# Prompt A
Rewrite the mailing-list thread on creating MapFiles between "Posted to dev@nutch.apache.org" and "org.apache.nutch.io.MapFile.", inclusive, changing "WhitelistURLFilter" to "URLWhitelistFilter".

You are viewing a plain text version of this content. The canonical link for it is here.
Posted to dev@nutch.apache.org by Matt Kangas <ka...@gmail.com> on 2006/01/06 18:11:29 UTC

creating MapFiles from unsorted data?

Hi folks,

I'm in the process of cleaning up my WhitelistURLFilter (NUTCH-87 on  
JIRA), and I've got a question about working with  
org.apache.nutch.io.MapFile.

I am parsing a textfile with one key/value pair per line. I want to  
write this into a new MapFile. MapFile.Writer requires keys to be  
added strictly in-order, so currently I:
- read the textfile into an ArrayList
- sort (in RAM)
- write the MapFile

Clearly this won't scale for a large textfile, so I'm changing it to  
use as temporary SequenceFile instead. Then I'll sort the  
SequenceFile, and copy item-by-item into the MapFile.

While I'm doing this, I'm wondering if there isn't a way to avoid the  
2nd copy.

Is there a way to create a MapFile from an already-sorted  
SequenceFile? Or, create an unsorted "data" file, sort it, then add  
the "index"? I didn't see anything in MapFile.* to permit this, but  
I'm probably missing something.

--Matt

--
Matt Kangas / kangas@gmail.com



Re: creating MapFiles from unsorted data?

Posted by Matt Kangas <ka...@gmail.com>.
Thanks for the quick feedback! I'll use the existing facilities to  
finish NUTCH-87 for now. There's a good chance that I'll need to do  
more stuff like this soon, 'tho, and if so, I'll consider patching  
MapFile.

--Matt

On Jan 6, 2006, at 2:12 PM, Doug Cutting wrote:

> Matt Kangas wrote:
>> Clearly this won't scale for a large textfile, so I'm changing it  
>> to  use as temporary SequenceFile instead. Then I'll sort the   
>> SequenceFile, and copy item-by-item into the MapFile.
>> While I'm doing this, I'm wondering if there isn't a way to avoid  
>> the  2nd copy.
>
> No, not presently.  So the cost of sorting becomes n*(log(n)+1),  
> which is to say, the 2nd copy will slow things, but not hugely.
>
>> Is there a way to create a MapFile from an already-sorted  
>> SequenceFile?
>
> No, but it wouldn't be too hard to add one.

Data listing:
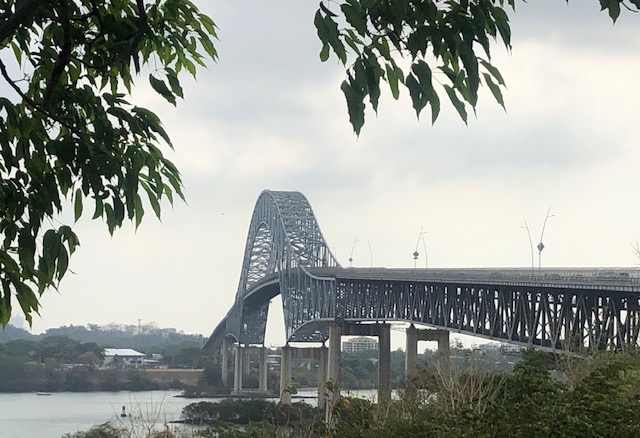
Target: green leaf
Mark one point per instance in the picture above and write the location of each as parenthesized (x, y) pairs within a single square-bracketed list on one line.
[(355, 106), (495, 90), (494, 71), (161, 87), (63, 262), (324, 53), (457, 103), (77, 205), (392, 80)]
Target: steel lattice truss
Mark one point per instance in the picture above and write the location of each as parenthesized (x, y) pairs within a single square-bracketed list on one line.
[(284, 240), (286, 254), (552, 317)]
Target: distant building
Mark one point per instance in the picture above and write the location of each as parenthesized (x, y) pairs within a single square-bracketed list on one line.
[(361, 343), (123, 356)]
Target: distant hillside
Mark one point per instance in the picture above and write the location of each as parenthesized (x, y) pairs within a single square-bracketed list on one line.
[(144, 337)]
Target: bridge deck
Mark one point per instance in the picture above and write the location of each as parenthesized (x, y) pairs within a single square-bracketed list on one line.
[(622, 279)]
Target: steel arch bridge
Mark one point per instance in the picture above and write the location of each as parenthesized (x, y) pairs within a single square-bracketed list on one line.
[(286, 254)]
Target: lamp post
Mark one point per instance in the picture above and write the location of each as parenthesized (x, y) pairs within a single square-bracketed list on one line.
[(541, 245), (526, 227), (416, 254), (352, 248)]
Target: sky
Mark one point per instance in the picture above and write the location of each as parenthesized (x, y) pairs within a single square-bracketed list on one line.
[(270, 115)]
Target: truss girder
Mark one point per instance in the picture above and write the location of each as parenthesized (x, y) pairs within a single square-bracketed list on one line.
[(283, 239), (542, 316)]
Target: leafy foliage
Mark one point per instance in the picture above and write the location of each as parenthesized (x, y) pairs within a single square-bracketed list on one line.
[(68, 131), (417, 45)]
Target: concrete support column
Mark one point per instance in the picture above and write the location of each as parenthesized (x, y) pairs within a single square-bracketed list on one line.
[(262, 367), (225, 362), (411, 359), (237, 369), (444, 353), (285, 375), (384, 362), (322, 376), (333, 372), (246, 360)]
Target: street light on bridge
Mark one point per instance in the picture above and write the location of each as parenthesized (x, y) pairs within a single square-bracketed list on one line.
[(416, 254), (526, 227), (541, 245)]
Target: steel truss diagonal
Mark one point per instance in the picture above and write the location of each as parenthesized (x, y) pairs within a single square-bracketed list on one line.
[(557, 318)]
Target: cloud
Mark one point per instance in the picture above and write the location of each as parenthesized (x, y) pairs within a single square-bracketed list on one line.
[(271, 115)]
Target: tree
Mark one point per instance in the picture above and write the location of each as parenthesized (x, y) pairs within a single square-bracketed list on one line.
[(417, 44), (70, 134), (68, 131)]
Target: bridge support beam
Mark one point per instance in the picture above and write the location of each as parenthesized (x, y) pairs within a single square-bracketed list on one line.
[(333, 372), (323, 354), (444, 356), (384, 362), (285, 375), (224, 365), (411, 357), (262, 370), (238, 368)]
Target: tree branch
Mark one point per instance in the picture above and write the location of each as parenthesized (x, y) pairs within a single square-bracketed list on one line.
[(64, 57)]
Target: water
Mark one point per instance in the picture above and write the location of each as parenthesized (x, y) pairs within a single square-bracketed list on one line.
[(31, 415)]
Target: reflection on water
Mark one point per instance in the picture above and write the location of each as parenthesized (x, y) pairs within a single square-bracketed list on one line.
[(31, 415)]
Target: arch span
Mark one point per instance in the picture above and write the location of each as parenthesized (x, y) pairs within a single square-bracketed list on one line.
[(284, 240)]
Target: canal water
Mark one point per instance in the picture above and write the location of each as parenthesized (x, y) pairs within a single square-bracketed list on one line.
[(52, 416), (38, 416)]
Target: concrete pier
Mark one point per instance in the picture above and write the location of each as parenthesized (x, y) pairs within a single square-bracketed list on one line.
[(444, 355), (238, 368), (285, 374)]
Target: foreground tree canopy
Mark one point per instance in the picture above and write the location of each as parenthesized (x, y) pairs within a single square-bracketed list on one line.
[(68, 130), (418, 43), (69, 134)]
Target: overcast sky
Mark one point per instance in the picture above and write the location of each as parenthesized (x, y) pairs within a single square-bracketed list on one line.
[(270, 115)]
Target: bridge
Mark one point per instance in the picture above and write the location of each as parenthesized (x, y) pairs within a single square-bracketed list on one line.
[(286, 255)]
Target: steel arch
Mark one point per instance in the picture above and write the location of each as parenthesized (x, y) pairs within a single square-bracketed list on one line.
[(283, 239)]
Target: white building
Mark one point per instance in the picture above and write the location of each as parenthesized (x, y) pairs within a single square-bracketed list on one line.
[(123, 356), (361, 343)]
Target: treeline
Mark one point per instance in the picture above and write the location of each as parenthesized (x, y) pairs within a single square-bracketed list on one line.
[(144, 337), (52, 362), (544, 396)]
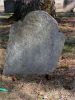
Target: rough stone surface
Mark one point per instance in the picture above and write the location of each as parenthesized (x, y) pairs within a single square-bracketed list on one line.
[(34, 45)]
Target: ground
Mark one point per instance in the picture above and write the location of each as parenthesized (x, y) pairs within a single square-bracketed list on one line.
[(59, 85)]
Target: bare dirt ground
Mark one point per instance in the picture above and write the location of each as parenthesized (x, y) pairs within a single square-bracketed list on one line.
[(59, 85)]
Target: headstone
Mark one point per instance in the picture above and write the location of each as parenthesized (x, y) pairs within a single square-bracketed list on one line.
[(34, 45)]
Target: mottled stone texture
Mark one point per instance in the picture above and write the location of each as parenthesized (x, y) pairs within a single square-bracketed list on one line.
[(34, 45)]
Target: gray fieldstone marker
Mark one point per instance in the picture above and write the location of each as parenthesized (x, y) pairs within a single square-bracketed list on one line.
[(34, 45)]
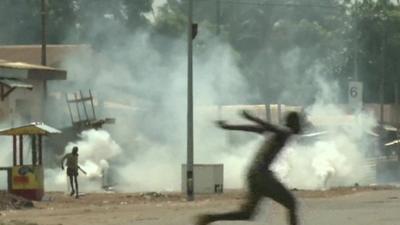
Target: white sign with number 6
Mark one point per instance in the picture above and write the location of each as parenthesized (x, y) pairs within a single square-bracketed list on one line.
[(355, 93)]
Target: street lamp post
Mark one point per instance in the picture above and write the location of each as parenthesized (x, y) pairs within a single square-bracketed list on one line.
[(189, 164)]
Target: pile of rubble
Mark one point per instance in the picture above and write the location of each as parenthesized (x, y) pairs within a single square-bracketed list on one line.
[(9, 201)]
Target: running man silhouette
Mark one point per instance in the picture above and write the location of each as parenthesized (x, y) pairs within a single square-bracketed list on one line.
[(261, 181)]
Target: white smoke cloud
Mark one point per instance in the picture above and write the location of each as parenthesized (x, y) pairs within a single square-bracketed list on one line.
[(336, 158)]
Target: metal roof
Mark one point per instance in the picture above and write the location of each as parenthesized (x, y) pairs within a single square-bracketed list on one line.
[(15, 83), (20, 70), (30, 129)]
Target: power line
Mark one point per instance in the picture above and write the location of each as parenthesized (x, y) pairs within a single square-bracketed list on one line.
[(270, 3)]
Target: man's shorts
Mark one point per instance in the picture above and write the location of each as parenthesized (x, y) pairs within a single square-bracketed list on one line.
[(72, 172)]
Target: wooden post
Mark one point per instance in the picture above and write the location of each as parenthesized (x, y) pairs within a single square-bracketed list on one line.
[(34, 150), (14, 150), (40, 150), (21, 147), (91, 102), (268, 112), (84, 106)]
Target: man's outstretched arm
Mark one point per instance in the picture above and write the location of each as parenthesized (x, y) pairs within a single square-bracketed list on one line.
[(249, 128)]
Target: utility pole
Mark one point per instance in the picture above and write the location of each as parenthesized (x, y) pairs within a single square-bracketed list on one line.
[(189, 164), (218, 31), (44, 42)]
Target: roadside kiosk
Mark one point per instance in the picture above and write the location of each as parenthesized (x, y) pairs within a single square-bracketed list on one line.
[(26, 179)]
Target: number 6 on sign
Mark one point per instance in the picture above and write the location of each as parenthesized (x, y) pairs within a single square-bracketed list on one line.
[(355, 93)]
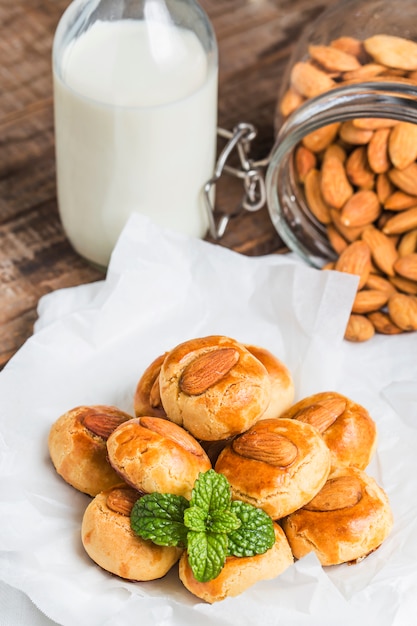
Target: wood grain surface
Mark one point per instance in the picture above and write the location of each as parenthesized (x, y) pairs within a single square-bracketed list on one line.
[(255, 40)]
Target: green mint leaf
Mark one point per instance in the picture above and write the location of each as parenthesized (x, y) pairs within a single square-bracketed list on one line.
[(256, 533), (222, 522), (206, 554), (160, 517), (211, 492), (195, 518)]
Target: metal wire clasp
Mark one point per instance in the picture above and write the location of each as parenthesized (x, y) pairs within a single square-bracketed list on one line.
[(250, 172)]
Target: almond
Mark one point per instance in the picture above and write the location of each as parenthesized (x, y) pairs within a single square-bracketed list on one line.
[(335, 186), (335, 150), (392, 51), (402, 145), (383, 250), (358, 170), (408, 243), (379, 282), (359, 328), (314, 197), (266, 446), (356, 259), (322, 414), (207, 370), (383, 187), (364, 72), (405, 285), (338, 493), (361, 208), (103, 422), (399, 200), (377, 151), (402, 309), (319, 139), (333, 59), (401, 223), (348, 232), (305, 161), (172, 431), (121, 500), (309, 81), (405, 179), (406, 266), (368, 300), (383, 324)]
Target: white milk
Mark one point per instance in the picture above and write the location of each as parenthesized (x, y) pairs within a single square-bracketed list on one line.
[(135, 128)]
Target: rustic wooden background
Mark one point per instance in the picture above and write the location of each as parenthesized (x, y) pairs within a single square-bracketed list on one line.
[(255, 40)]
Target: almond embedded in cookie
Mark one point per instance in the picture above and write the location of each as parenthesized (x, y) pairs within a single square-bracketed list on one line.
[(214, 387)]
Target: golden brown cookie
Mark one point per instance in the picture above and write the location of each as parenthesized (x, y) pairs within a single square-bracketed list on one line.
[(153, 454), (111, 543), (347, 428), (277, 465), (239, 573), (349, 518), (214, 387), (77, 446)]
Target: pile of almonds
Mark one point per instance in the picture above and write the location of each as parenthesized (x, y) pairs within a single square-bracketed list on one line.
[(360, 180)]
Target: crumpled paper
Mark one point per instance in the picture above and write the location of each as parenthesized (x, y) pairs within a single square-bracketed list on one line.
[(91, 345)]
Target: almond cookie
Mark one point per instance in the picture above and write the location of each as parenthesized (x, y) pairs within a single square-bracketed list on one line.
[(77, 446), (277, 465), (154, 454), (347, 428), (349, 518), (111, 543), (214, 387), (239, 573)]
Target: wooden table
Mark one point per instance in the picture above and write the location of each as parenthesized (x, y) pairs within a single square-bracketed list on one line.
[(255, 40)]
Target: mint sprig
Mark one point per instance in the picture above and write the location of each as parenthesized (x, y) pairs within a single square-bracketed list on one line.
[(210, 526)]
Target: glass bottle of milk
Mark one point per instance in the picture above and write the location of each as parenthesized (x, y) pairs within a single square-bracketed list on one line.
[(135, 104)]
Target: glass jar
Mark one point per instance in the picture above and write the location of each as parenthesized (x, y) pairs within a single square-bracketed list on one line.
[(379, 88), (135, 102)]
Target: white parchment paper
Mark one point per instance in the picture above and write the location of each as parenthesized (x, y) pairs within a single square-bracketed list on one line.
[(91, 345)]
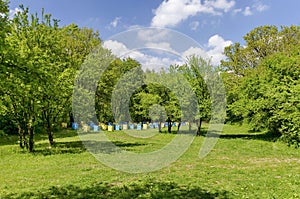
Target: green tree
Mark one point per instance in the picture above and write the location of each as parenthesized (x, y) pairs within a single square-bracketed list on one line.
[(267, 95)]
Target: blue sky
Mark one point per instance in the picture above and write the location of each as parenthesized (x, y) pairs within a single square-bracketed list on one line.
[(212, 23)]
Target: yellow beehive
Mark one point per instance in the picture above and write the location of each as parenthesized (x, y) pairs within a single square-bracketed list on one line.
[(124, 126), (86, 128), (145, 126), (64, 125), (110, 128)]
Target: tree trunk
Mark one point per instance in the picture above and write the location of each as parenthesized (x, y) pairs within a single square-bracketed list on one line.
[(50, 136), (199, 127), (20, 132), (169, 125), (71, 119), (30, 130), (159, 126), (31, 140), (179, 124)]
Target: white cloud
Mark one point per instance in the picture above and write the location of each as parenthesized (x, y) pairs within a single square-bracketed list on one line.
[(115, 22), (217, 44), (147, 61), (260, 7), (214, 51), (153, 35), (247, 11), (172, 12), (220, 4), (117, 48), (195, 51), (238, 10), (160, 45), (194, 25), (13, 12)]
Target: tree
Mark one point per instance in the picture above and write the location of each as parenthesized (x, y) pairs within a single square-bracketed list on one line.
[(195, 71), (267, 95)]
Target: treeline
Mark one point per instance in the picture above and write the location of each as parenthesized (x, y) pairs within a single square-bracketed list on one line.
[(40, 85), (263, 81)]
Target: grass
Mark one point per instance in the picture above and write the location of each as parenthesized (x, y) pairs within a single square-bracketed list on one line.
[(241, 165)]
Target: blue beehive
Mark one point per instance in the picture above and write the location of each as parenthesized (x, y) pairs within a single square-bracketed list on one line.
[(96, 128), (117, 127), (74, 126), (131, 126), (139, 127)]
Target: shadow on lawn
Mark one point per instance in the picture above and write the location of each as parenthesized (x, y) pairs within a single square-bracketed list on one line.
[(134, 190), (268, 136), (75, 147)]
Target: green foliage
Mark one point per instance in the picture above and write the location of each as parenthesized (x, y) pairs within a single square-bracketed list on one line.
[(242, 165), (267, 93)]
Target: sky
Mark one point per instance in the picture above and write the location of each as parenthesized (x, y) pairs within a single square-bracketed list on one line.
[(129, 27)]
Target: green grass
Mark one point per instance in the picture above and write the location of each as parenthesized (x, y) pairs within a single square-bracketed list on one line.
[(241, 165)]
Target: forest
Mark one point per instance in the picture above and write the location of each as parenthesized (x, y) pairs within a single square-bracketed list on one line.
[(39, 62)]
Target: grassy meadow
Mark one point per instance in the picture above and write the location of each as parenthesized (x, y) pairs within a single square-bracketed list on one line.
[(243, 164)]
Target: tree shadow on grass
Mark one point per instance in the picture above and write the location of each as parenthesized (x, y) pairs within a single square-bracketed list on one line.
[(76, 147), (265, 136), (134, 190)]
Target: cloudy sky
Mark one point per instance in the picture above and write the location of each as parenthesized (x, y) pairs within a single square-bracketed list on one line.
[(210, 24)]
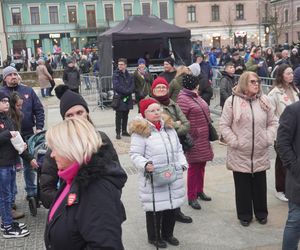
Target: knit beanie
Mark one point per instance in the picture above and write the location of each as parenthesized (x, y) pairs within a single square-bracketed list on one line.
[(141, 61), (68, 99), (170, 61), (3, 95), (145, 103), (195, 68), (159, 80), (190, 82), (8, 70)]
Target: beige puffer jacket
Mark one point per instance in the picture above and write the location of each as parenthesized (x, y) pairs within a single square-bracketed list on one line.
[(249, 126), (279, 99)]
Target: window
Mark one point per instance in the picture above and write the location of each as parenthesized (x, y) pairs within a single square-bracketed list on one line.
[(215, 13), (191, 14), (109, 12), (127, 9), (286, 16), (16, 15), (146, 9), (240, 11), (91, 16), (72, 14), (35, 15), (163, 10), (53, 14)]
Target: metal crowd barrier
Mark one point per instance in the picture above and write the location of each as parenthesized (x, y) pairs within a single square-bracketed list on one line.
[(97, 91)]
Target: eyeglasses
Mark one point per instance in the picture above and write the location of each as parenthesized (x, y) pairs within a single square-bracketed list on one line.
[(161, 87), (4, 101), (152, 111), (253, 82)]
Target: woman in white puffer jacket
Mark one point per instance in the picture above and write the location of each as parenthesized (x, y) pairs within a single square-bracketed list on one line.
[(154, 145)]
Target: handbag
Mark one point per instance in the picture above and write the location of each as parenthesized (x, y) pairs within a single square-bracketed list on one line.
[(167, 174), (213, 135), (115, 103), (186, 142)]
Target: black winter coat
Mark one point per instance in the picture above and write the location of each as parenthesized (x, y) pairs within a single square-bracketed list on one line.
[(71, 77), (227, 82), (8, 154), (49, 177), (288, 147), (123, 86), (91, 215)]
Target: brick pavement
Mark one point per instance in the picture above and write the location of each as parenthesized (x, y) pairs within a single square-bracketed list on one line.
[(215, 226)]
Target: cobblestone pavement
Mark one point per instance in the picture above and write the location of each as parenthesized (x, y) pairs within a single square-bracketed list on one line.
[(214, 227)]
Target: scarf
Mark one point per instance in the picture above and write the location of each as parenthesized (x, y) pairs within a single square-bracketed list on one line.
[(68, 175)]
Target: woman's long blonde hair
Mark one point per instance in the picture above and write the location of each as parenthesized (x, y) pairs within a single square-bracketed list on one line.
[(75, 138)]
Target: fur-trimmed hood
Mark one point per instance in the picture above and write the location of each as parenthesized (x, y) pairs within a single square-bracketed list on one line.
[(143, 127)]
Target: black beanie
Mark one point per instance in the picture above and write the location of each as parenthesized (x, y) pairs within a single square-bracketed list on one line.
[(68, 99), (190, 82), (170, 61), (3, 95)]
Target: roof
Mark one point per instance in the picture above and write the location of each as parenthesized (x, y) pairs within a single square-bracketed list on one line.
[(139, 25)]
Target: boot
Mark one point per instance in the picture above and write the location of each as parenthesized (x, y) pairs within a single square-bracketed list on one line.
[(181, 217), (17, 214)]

# Prompt B
Set down, word for word, the lines of the data listing between the lines holding "Target: crumpled paper" and "[(135, 104)]", inclusive.

# Expected answer A
Posted to dev@nutch.apache.org by Matt Kangas <ka...@gmail.com> on 2006/01/06 18:11:29 UTC

creating MapFiles from unsorted data?

Hi folks,

I'm in the process of cleaning up my URLWhitelistFilter (NUTCH-87 on  
JIRA), and I've got a question about working with  
org.apache.nutch.io.MapFile.

# Expected answer B
Target: crumpled paper
Mark one point per instance in the picture above and write the location of each as parenthesized (x, y) pairs within a single square-bracketed list on one line.
[(91, 345)]
Target: almond cookie
Mark one point per instance in the picture above and write the location of each as parenthesized (x, y) pairs within a single square-bracketed list on one line.
[(77, 446), (277, 465), (154, 454), (347, 428), (349, 518), (111, 543), (214, 387), (239, 573)]
Target: wooden table
Mark one point per instance in the picture above and write the location of each as parenthesized (x, y) pairs within a single square-bracketed list on one line.
[(255, 40)]
Target: mint sprig
Mark one point per instance in the picture above and write the location of each as parenthesized (x, y) pairs within a single square-bracketed list on one line.
[(210, 526)]
Target: glass bottle of milk
Mark one point per instance in the picture above and write the location of each as parenthesized (x, y) pairs within a single square-bracketed list on one line.
[(135, 104)]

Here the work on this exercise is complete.